What the exercise asks
Convert every line of the records below into a JSON list of strings, one string per line, leaving out any blank lines.

Supplied records
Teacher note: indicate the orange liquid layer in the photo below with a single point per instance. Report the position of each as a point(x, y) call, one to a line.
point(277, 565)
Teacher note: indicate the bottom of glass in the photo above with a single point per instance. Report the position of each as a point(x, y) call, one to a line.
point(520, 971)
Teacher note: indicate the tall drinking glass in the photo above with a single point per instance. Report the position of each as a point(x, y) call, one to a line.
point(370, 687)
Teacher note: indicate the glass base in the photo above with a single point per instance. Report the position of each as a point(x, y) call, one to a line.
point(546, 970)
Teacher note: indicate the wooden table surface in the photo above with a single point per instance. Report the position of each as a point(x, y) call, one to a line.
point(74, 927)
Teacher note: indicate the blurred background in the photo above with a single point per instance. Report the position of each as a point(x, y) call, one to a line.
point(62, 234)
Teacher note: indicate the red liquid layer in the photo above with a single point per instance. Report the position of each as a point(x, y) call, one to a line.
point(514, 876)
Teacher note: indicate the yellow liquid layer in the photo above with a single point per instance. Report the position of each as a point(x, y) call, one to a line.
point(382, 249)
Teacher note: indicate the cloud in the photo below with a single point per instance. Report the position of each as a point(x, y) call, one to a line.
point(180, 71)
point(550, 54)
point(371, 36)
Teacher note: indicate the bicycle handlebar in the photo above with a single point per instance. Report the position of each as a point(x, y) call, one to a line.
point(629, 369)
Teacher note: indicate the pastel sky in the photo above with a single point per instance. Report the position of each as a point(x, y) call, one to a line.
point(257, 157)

Answer for the task
[
  "Teacher note: indicate the orange liquid layer in the photo below with a single point per instance. Report the position of each as a point(x, y) call, one to a line.",
  "point(277, 565)",
  "Teacher note: indicate the bottom of glass in the photo above with a single point per instance. Report the position of each as a point(x, y) call, one to a line.",
  "point(520, 971)",
  "Teacher note: indicate the tall drinking glass in the photo above with a single point per instance. Report the position of each as a point(x, y) call, one to a line.",
  "point(370, 687)",
  "Teacher note: indicate the glass base in the photo above with a single point per instance. Report the position of each as a point(x, y) call, one to a line.",
  "point(546, 970)",
  "Teacher note: indicate the wooden table surface in the photo above with a single point per instance. Report the position of each as a point(x, y) call, one to a line.",
  "point(74, 927)",
  "Teacher note: indicate the blurred background in the photo above with a single point per instance. Report the position of each as a point(x, y) call, one to a line.",
  "point(62, 234)",
  "Teacher note: indicate the red liquid layer in the photo above with a single point per instance. Report the position of each as a point(x, y) call, one to a line.",
  "point(514, 876)",
  "Teacher note: indicate the yellow liquid layer in the photo above with a single point per instance. Report the position of each as a point(x, y) call, one to a line.",
  "point(382, 249)",
  "Teacher note: indicate the cloud in the photo below with a single point per instance. Report the position of each as a point(x, y) call, one to a line.",
  "point(180, 71)",
  "point(550, 54)",
  "point(371, 36)",
  "Teacher note: indicate the bicycle handlebar in the photo above with a single point per instance. Report the position of each as a point(x, y) call, one to a line.",
  "point(629, 369)",
  "Teacher note: indicate the pastel sky in the photo above with a single point per instance. Report the position of each as a point(x, y) call, one to a line.",
  "point(257, 157)"
]